** start of Data in this exercise **
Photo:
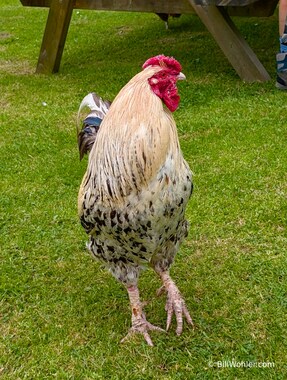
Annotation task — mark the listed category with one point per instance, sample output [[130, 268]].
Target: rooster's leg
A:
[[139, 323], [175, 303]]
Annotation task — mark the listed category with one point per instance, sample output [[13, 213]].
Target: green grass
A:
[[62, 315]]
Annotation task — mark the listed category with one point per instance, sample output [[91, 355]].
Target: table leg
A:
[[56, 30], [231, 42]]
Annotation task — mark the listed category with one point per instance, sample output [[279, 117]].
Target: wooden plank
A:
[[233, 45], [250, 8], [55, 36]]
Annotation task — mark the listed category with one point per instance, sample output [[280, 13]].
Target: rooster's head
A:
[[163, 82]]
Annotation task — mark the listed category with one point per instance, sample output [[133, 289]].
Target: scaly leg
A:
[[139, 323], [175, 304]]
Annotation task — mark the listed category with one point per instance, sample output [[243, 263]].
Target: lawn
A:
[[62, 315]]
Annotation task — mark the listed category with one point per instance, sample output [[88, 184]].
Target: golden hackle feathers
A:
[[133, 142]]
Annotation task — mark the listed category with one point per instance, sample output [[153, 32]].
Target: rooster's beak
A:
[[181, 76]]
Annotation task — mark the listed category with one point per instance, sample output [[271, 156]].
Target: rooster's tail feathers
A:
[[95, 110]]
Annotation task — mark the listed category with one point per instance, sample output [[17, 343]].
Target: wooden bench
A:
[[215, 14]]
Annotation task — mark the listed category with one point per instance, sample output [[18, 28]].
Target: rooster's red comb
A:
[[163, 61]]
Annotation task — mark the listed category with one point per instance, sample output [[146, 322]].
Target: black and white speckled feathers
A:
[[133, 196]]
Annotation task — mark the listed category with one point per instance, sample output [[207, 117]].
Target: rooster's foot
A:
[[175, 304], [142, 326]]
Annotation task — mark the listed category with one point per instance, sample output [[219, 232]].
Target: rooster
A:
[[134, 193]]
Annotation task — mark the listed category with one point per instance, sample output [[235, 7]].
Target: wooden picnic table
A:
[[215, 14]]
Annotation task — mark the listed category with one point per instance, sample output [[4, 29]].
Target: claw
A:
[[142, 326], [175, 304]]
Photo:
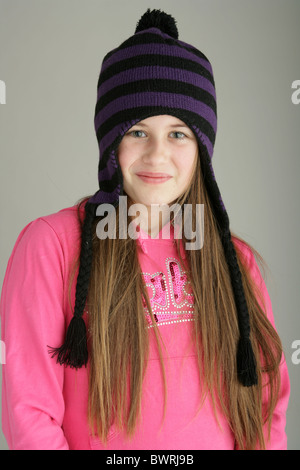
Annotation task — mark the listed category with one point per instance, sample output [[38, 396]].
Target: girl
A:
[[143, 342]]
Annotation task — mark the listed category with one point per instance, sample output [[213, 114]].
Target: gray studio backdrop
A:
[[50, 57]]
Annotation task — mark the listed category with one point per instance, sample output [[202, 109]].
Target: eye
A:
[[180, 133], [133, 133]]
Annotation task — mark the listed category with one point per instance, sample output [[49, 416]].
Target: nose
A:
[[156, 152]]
** end of Data in this exercise **
▶ _Problem_
Rewrite all of the lines above, changing every "Target" to "Category" and leaving everything else as it is. Omit the pictures from your answer.

▶ _Correct response_
Photo:
Annotation task — mark the listed category with one point per instance, sample output [[130, 268]].
Category: rooster's leg
A:
[[139, 323], [175, 303]]
Annotation task — mark the listed category with one point per instance, sample output [[13, 213]].
Category: green grass
A:
[[62, 315]]
Annotation task — mark the listed category with one point per instance, sample output [[91, 355]].
Category: table leg
A:
[[56, 30], [231, 42]]
Annotation task — mark the listed category with one point per instance, sample output [[279, 117]].
Category: wooden plank
A:
[[233, 45], [250, 8], [55, 36]]
Annotation task — mark the listed category with one point per instance, sample output [[280, 13]].
Category: rooster's head
A:
[[163, 82]]
Annotation task — mark the listed category with one point per instance, sample output [[133, 289]].
Category: scaly leg
A:
[[139, 323], [175, 304]]
Annotation task — mark the listed category with one point per instance, sample output [[243, 263]].
Category: lawn
A:
[[62, 315]]
Annotation task — mark the listed category with one point per instance, sample output [[88, 184]].
Category: golden hackle feathers
A:
[[133, 142]]
Annotation task — mark the listed category with one point per instance, sample output [[153, 32]].
Category: rooster's beak
A:
[[181, 76]]
Annotation task — mark the listed category with one point per instance, sample output [[271, 156]].
Category: rooster's tail feathers
A:
[[95, 110]]
Annotation task — mark the listed category with one point per instance, sample output [[17, 343]].
Category: wooden bench
A:
[[215, 14]]
Annotation task — mark the listed category with one point per instance, sample output [[18, 28]].
Category: rooster's red comb
A:
[[163, 61]]
Annotation task — mark the listed category with one point per instance, sample output [[146, 322]].
Category: black and white speckled feathers
A:
[[133, 196]]
Annotation task — mark the listed category with one point per instance, sample output [[207, 117]].
Category: rooster's foot
A:
[[175, 304], [142, 326]]
Annotation task — mark the listed category with one point per instance, sample output [[219, 232]].
Category: rooster
A:
[[134, 193]]
Annotation task — mark the listed category with one point per instance, sample output [[235, 7]].
Category: wooden picnic table
A:
[[215, 14]]
Annotation task — mark the listed category with one point per instance, sample output [[4, 29]].
Category: claw
A:
[[142, 326], [175, 304]]
Photo:
Annotation task — mark the listed category with one point per instance, sample output [[38, 396]].
Category: girl
A:
[[143, 342]]
Annotation task — mark the listed category with one point per instance, sample output [[213, 114]].
Category: gray studio backdrop
A:
[[50, 57]]
Annotation task — mark the listed category with one point per instance, sample output [[202, 109]].
Category: eye
A:
[[180, 133], [133, 133]]
Annotation task — mark the listed category with one point per instance, sample output [[49, 416]].
Category: nose
A:
[[156, 152]]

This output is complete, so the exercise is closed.